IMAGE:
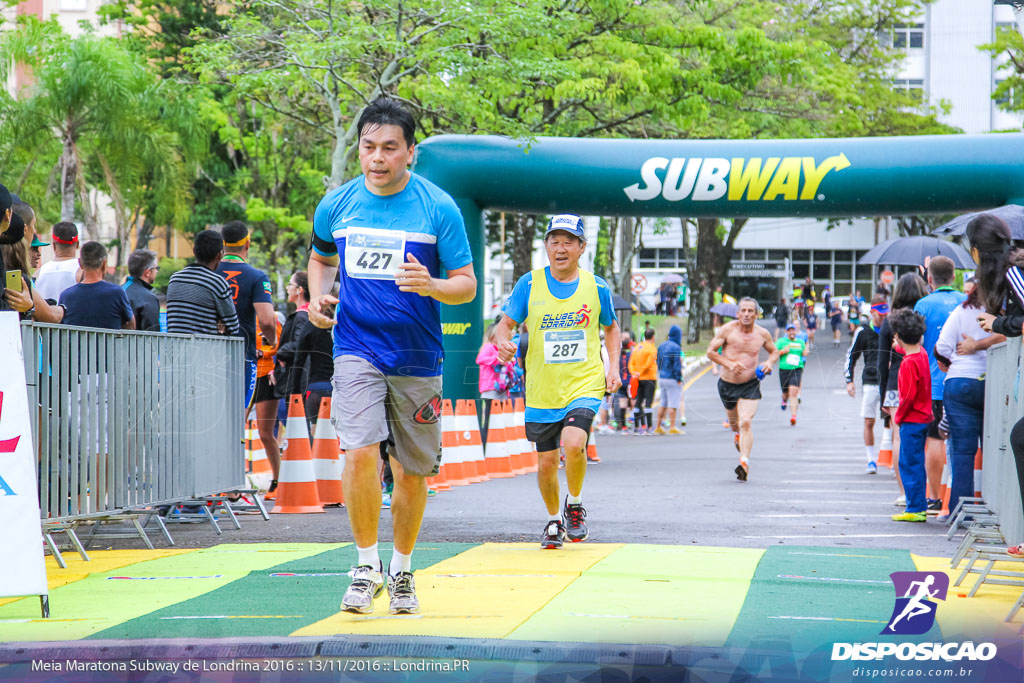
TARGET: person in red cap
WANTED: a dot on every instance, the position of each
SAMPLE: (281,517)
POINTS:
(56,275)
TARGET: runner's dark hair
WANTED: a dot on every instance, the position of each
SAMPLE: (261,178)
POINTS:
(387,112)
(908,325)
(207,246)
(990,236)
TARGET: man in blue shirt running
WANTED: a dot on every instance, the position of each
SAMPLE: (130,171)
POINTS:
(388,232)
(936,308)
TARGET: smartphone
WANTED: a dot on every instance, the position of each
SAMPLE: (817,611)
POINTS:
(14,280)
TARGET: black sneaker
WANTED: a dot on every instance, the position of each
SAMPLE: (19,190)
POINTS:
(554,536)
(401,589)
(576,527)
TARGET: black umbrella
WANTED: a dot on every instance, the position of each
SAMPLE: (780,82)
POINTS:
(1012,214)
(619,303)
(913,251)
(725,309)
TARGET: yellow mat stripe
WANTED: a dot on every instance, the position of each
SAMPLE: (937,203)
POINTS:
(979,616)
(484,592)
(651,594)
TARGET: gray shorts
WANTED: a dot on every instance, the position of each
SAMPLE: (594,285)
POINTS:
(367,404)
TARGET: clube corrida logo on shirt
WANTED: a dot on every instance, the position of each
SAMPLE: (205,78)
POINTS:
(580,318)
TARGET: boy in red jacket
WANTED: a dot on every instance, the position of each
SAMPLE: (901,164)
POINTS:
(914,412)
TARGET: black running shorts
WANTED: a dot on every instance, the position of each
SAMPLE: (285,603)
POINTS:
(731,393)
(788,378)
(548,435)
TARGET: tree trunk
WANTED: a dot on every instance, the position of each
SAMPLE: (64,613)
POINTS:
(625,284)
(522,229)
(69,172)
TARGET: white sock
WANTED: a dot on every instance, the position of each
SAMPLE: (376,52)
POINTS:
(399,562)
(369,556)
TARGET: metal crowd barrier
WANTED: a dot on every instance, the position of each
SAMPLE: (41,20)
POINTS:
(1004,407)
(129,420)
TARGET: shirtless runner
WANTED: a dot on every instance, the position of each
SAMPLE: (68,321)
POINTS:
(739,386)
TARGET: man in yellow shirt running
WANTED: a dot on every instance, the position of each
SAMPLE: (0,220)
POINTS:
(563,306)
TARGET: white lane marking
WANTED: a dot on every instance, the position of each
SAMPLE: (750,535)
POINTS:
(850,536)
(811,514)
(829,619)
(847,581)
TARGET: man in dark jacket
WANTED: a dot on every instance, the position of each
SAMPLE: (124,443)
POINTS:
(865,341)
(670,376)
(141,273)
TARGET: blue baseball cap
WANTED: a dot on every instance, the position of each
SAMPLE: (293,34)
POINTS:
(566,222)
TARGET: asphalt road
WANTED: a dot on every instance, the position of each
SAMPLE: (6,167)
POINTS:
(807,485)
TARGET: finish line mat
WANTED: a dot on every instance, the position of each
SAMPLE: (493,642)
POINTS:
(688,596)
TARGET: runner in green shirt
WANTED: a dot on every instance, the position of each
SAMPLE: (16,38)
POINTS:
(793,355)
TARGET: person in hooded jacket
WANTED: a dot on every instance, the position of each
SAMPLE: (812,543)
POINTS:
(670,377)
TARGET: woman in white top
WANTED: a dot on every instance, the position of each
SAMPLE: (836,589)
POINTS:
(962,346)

Aufgabenbeschreibung ::
Gib die Zeilen von der Zeile mit „TARGET: shirtless runner“ bis zum Ende des Materials vollständig wieder, beide Enden eingeschlossen. Multipliziere dabei jede Koordinate unter POINTS mit 1,05 und runde auf ganze Zahlen, wobei ,5 aufgerundet wird; die Werte bei SAMPLE bleiben unverändert.

Antwort folgt ::
TARGET: shirtless runner
WANTED: a dot on every instance, the position of each
SAMPLE: (68,321)
POINTS:
(776,405)
TARGET: man in yellow shirt running
WANTED: a dot on every instance, the position of each
SAMPLE: (0,220)
POINTS:
(591,321)
TARGET: white lane marking
WANTED: a dot on every instance, the position of each
SAMPLE: (750,535)
POINTS:
(893,563)
(852,540)
(870,650)
(889,610)
TARGET: man in dark jacket
WANTED: a dot on every instance, the position of each
SAMPLE: (124,443)
POINTS:
(908,358)
(704,395)
(148,287)
TARGET: blue baseball cap
WANTED: a dot on every instance, the position of each
SAMPLE: (293,34)
POINTS:
(594,233)
TARGET: asphalt road
WANTED: a dot on every instance, the position of each
SAMPLE: (6,167)
POINTS:
(847,509)
TARGET: finish line mat
WANTED: a dot on every instance, the position of each
SAMPLE: (493,642)
POINTS:
(722,626)
TARGET: runner in green shirt
WANTED: a dot on every instance, the position of each
SAMPLE: (16,38)
POINTS:
(833,373)
TARGET: person in hooded jacket
WANTED: a dot on every instance, the position of each
SAMPLE: (812,543)
POINTS:
(704,396)
TARGET: woman in white top
WANTED: a dot on every instance, the position of each
SAMPLE: (836,589)
POINTS:
(1010,363)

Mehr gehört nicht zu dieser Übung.